Output every line of the entries from the line containing "Target: dark suit jacket" through the last, exactly, with no other content.

═════ DATA FOR ANALYSIS

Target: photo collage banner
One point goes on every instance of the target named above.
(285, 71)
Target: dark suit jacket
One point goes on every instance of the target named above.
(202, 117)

══════════

## WRITTEN RESPONSE:
Target: dark suit jacket
One point goes on every instance of the target named above.
(202, 117)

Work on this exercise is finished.